EXTRAIT CHOISI:
»»
Autos électriques et copropriétés: une solution québécoise en quête de financement

De 6 à 10 millions de dollars. C’est la somme que la société RVE de Laval aimerait récolter au cours des prochains mois pour prendre de l’expansion aux États-Unis et développer sa technologie ; une solution au casse-tête énergétique des propriétaires d’une auto électrique qui vivent en ville, dans un logement ou en copropriété.
Garer et recharger une voiture électrique devant l’entrée d’une maison unifamiliale n’est pas compliqué. En ville, dans des quartiers composés essentiellement d’immeubles multilogements, c’est au contraire un sacré défi. Or, la solution existe déjà en partie. Et elle est québécoise.
Ce que RVE a créé ces huit dernières années est à la fois hypersimple et extrêmement complexe. L’entreprise de Laval a créé un module électrique qui permet, dans le stationnement intérieur ou extérieur d’un immeuble multilogement, d’associer une borne de recharge à un logement et, donc, à la bonne facture d’électricité. Si nécessaire, l’appareil de RVE s’occupe aussi d’alterner le courant entre la borne et un autre circuit électrique utilisé de façon sporadique, comme une sécheuse à linge. Cela évite d’avoir à remplacer le panneau électrique entier d’un immeuble.
La prochaine étape est de rendre ce système compatible avec les « défis » proposés par Hydro-Québec à ses clients résidentiels ayant adopté la tarification dynamique. Ces défis leur promettent d’économiser sur leur facture en déplaçant occasionnellement leur consommation de pointe à des moments où la demande globale est moins élevée, un peu comme le fait le programme Hilo.
Déjà, plus de 80 % des recharges se font à domicile, mais encore faut-il toujours avoir une borne disponible au bon endroit et au bon moment...
RVE veut donc conformer sa technologie à ce que le gouvernement québécois appelle la sobriété énergétique, pour que ses clients n’aient pas à le faire. Puis, elle aimerait exporter le tout aux États-Unis. Et pour y arriver, l’entreprise, qui jusqu’ici s’est autofinancée, cherche un coup de pouce financier venant de l’extérieur.
««
DONNÉES:
»»
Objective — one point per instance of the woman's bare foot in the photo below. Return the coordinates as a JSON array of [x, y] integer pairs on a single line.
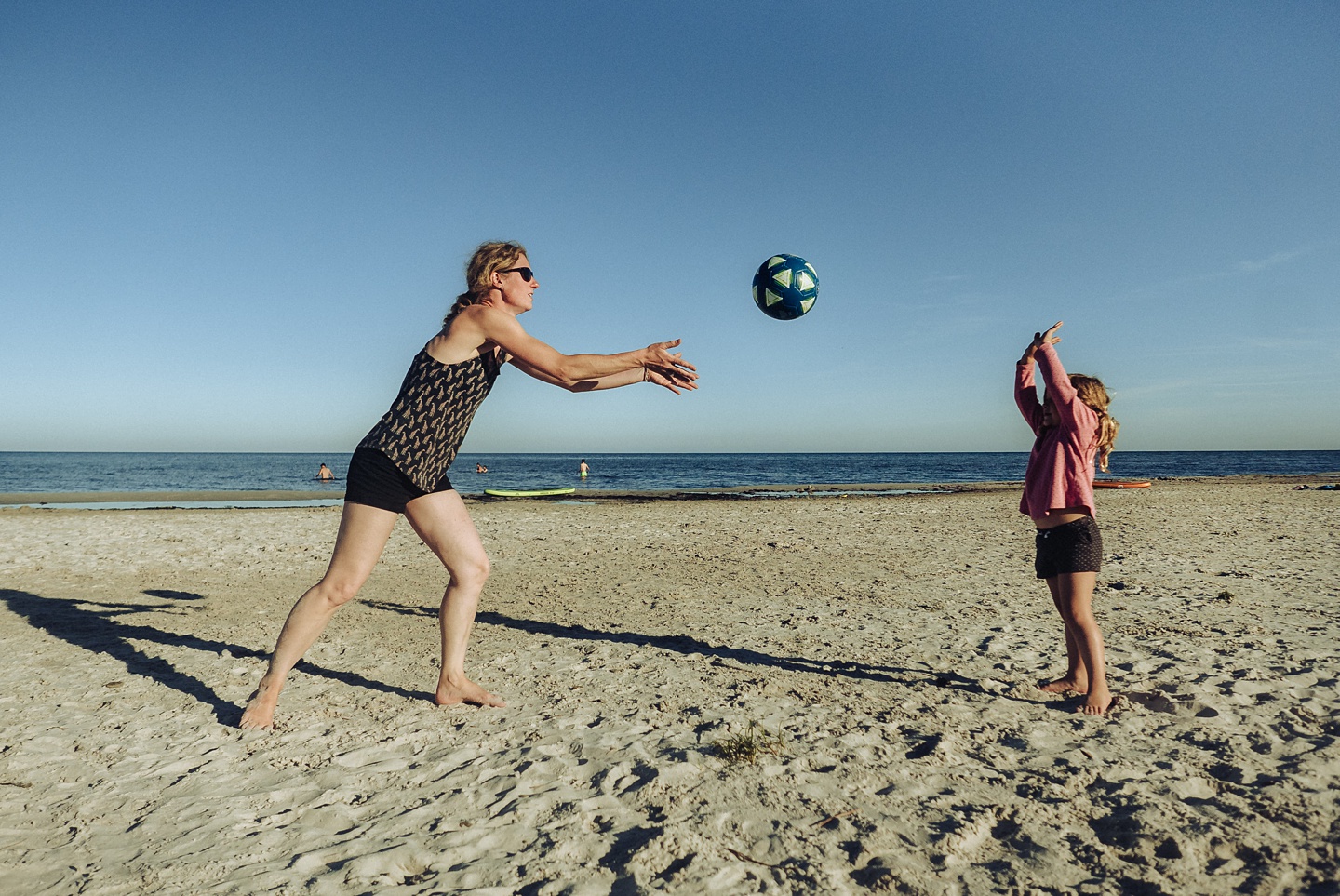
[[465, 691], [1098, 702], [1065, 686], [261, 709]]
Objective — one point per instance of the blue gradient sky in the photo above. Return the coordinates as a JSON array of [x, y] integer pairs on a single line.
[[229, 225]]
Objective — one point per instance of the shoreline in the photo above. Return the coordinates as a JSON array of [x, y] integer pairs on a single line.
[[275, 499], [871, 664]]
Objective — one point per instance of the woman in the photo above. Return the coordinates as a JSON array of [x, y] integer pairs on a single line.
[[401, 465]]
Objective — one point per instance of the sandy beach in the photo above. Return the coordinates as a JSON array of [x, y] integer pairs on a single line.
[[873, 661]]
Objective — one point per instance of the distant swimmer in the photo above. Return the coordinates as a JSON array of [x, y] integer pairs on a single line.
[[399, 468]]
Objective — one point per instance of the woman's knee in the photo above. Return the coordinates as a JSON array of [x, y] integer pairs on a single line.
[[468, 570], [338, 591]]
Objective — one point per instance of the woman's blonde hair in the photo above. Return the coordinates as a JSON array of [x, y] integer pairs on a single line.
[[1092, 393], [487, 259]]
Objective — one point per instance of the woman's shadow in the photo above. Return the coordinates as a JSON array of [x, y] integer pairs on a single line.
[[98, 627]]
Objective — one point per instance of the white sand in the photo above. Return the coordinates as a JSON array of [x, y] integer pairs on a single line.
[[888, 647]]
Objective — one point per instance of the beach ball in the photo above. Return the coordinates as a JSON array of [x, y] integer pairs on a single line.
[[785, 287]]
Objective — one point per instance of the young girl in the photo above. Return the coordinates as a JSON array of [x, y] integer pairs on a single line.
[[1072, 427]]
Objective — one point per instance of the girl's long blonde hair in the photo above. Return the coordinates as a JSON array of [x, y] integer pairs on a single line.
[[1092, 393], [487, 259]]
««
»»
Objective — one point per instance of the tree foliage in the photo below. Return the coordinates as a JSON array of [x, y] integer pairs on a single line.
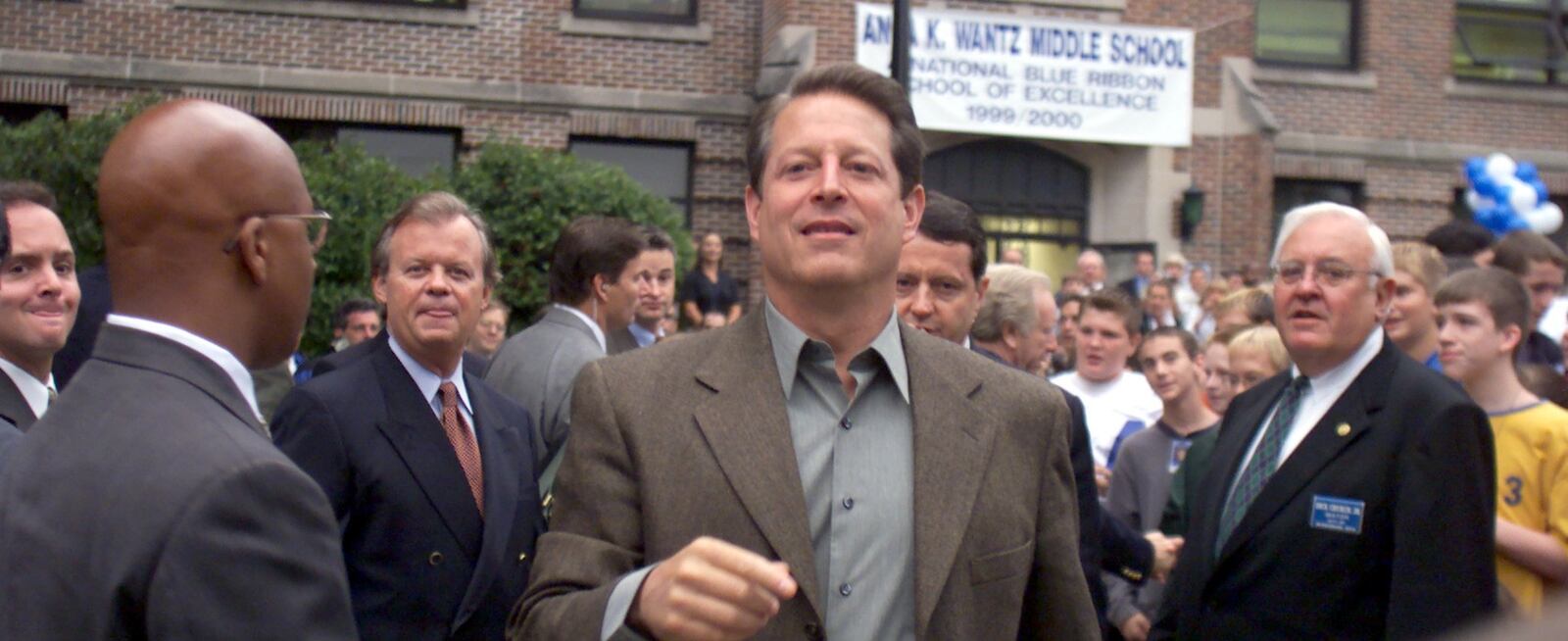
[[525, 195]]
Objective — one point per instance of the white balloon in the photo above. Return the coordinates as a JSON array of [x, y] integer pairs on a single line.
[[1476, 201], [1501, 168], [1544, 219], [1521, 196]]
««
TÂCHES À RÉALISER:
a: Reprenez le passage de l'article sur les autos électriques en copropriété, de « RVE veut donc » à « venant de l’extérieur. », en renommant « la sobriété énergétique » en « l'efficacité énergétique ».
b: Présentez sous forme de liste, s'il vous plaît, le paragraphe de l'article sur les autos électriques en copropriété qui commence par « Ce que RVE a créé », en conservant ses faits principaux.
c: Poursuivez l'article sur les autos électriques en copropriété à partir de sa dernière phrase.

RÉPONSES PAR TÂCHE:
a:
RVE veut donc conformer sa technologie à ce que le gouvernement québécois appelle l'efficacité énergétique, pour que ses clients n’aient pas à le faire. Puis, elle aimerait exporter le tout aux États-Unis. Et pour y arriver, l’entreprise, qui jusqu’ici s’est autofinancée, cherche un coup de pouce financier venant de l’extérieur.

b:
- En huit ans, RVE, entreprise de Laval, a créé un module électrique à la fois hypersimple et extrêmement complexe, destiné aux stationnements intérieurs ou extérieurs d'immeubles multilogements.
- Ce module associe une borne de recharge à un logement, et donc à la bonne facture d'électricité.
- Au besoin, il alterne le courant entre la borne et un autre circuit utilisé de façon sporadique, comme une sécheuse à linge.
- Il évite ainsi de remplacer le panneau électrique entier de l'immeuble.

c:
« Le type d’investisseur que nous recherchons pour la suite est quelqu’un qui a une bonne connaissance du secteur immobilier et de la construction, pour garder le rythme », explique au Devoir le fondateur et grand patron de RVE, David Corbeil.
« Nous avons doublé de taille chaque année depuis 2019 et nous avons multiplié par dix nos revenus en quatre ans. À ce jour, nous avons pu croître grâce à nos propres efforts. Nous sommes rendus à 30 employés et 20 000 unités de recharge en service au Canada et aux États-Unis », dit-il.
L’inévitable percée de l’auto électrique en ville
Un rapide coup d’oeil aux statistiques régionalisées des ventes de véhicules électriques suffit pour voir que la demande, tant au Québec qu’ailleurs en Amérique du Nord, se trouve concentrée dans la banlieue des grandes villes. Plus de 80 % des propriétaires d’un tel véhicule se branchent la nuit à la maison et dans leur entrée de garage.
Ce n’est pas si facile pour les copropriétaires et les locataires qui doivent se garer dans un stationnement commun. Encore moins pour ceux qui doivent se garer dans la rue. Pour ces derniers, les autorités municipales songent à convertir certains espaces publics en éventuelles zones de recharge.
Pour les immeubles multilogements, électrifier le stationnement est une dépense qui peut devenir un investissement, croit David Corbeil. « Avoir son propre stationnement dans une ville comme Montréal, ça vaut des dizaines de milliers de dollars, dit-il. Comment transformer ça en un actif qui prend de la valeur ? Dans les prochaines années, ce sera en offrant la possibilité de brancher un véhicule. »
En ce moment, l’attention des gouvernements et des réseaux électriques porte principalement sur la recharge publique interurbaine située en bordure d’autoroute et dans les rues. Ça élimine un frein à l’adoption des véhicules électriques.
« Mais qui va acheter une voiture électrique dans les dix prochaines années ? demande David Corbeil. Des gens qui vivent en ville, en bonne partie. Déjà, plus de 80 % des recharges se font à domicile, mais encore faut-il toujours avoir une borne disponible au bon endroit et au bon moment… »
Le défi du siècle
La présence de RVE dans 30 États américains n’est pas une mince affaire. Les réseaux électriques à l’extérieur du Québec sont un énorme fouillis. Les technologies, les normes, les caractéristiques varient d’un État à l’autre, et parfois d’un coin à l’autre d’un même État. RVE a dû faire homologuer sa technologie un État à la fois.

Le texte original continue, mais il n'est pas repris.